═════ SELECTED EXCERPT
This book has its origins in a series of four talks that I had the privilege of giving at the Université de Montréal in 2011 in the context of the annual Conférences de prestige organized at the Faculté de musique since 2008. Each year features a writer from a different branch of music research who discusses a broad area of inquiry within her or his specialty. The first title—proposed by Jean-Jacques Nattiez who founded the event and organized it until 2012—was nothing less ambitious than “How to Analyze Opera.” Because the field of opera is large and includes repertories that I do not necessarily know very well, I reduced the object of study to the analysis of Italian opera and then, for the book in the French language developed from the lectures (and published in 2017), further still to Verdi. Although many composers from the baroque to the twentieth century made an appearance during the talks, Verdi's name surfaced the most. From the perspective of the performance record, this may not seem surprising as his operas are performed internationally more than those of any other composer, 50 percent more than the works of his closest rivals Mozart and Puccini, year after year according to operabase.com. The extent of exposure recalls the omnipresence of Beethoven and Brahms in the symphonic repertory, or the importance of Bach and Handel in the baroque repertory.
══════════
● AIM:
In the passage on the origins of the Verdi book, who founded the annual Conférences de prestige at the Faculté de musique?
═════ INFORMATION GIVEN
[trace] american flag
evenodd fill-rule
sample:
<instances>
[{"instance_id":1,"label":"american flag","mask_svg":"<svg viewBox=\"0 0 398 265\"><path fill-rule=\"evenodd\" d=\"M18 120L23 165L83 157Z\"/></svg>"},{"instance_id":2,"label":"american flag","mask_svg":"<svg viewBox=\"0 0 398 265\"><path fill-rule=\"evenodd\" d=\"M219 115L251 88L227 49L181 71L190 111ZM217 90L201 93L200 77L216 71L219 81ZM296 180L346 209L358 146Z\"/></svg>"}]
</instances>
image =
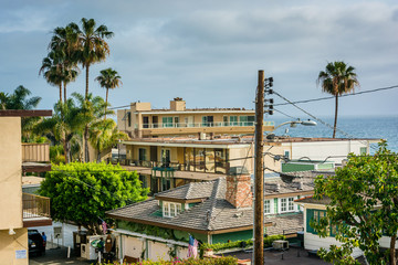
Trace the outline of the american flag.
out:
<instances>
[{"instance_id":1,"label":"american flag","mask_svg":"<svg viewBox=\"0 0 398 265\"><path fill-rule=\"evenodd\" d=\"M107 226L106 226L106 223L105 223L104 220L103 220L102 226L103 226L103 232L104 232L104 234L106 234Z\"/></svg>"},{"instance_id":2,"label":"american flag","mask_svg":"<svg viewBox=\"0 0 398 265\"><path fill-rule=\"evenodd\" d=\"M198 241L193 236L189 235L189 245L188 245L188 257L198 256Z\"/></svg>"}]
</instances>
══════════
═════ INFORMATION GIVEN
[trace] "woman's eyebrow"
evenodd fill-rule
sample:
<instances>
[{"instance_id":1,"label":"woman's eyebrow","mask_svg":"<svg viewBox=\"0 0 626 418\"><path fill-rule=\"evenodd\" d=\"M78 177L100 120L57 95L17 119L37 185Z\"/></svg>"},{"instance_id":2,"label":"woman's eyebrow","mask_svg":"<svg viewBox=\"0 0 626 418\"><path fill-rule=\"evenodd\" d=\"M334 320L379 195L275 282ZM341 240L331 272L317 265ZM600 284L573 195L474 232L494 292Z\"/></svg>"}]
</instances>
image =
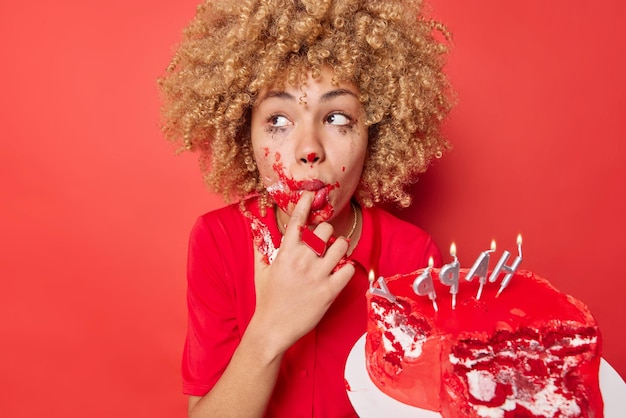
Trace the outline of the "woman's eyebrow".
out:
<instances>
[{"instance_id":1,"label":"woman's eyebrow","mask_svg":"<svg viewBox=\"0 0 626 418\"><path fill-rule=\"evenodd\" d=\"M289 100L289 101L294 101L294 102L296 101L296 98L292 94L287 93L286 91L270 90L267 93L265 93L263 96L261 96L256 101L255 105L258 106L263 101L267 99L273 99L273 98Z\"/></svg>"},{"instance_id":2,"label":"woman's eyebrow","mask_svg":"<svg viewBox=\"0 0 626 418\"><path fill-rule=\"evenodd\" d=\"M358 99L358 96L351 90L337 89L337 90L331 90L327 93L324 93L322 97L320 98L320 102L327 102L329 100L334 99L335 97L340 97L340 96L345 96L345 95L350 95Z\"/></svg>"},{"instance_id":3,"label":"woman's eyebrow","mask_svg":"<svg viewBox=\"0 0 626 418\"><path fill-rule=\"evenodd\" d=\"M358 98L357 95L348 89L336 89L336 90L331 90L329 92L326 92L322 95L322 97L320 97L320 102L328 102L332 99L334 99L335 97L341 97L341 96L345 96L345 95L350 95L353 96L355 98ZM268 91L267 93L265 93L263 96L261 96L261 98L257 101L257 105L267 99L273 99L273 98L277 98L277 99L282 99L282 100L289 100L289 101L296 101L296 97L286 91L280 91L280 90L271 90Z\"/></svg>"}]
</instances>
══════════
═════ INFORMATION GIVEN
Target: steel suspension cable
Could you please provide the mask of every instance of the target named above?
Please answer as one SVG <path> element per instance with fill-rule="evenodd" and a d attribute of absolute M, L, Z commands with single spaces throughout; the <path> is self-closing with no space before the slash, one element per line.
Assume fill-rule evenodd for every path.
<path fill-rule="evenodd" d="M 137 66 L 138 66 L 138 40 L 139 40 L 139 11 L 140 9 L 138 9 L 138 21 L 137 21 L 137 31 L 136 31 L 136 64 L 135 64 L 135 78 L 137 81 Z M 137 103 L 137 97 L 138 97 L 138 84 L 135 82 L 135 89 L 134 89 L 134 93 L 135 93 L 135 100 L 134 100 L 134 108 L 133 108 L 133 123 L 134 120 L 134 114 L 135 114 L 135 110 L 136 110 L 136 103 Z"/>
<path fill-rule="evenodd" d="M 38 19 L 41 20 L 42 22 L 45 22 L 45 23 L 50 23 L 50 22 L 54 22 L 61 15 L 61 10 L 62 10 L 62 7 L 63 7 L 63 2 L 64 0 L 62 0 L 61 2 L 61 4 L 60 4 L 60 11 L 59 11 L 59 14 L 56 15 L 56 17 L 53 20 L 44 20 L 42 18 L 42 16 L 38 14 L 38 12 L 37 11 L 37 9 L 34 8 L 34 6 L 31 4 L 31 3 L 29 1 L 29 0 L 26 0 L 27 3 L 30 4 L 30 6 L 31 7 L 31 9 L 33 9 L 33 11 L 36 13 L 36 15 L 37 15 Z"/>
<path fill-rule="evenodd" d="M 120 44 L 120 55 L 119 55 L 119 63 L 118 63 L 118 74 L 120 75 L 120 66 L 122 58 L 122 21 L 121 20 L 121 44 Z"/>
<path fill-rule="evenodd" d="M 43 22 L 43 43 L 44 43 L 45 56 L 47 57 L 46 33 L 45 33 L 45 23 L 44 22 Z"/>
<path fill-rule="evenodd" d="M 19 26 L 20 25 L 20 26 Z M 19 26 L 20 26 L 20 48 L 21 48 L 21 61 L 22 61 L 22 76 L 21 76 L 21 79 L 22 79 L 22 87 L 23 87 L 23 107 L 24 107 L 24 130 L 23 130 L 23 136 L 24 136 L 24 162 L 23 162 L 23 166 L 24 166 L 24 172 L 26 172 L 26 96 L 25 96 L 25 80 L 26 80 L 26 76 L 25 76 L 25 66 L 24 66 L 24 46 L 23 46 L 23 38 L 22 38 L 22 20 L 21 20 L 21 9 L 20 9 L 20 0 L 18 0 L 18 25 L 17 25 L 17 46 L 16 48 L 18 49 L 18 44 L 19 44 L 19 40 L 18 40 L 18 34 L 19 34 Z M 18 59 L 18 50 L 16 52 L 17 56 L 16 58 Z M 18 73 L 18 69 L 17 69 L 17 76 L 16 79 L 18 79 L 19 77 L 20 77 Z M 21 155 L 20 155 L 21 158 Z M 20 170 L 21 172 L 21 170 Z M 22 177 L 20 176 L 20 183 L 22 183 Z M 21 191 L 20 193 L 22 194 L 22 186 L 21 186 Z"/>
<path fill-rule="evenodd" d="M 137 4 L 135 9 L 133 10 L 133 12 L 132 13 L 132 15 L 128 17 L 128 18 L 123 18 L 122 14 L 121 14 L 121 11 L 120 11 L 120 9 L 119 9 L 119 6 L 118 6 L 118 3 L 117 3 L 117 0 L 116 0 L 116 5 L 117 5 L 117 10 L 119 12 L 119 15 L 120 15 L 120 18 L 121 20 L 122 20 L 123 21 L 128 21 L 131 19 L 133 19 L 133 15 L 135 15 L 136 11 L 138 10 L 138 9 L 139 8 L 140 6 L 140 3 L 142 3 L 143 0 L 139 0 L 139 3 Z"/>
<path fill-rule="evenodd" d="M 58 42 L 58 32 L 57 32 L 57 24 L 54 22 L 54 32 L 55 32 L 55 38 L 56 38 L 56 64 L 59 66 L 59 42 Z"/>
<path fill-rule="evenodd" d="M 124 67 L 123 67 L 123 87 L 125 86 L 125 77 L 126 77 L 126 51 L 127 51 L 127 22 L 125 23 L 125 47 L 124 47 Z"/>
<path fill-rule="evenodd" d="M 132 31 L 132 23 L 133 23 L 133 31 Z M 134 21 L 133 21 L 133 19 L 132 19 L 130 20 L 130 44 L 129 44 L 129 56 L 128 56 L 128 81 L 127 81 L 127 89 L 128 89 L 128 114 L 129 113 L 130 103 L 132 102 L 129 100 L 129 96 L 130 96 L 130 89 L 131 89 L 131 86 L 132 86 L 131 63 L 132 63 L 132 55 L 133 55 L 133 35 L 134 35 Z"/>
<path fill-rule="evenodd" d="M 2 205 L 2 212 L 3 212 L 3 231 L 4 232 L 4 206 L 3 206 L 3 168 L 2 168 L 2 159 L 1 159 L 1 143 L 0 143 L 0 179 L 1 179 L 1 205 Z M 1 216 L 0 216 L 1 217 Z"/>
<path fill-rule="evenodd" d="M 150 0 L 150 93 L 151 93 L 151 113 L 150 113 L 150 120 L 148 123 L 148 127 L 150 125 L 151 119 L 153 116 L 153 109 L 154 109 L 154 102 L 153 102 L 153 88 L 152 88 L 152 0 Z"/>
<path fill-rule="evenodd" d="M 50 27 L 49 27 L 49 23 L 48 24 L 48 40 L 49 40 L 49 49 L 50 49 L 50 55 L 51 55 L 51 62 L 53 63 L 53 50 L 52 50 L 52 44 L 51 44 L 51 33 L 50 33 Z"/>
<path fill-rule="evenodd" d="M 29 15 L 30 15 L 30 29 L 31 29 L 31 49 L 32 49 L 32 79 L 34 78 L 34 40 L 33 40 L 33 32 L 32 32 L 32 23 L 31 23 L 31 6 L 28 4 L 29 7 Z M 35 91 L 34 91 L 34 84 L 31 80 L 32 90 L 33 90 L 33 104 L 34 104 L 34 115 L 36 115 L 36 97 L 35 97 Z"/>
══════════
● TASK SOLUTION:
Jean-Jacques Nattiez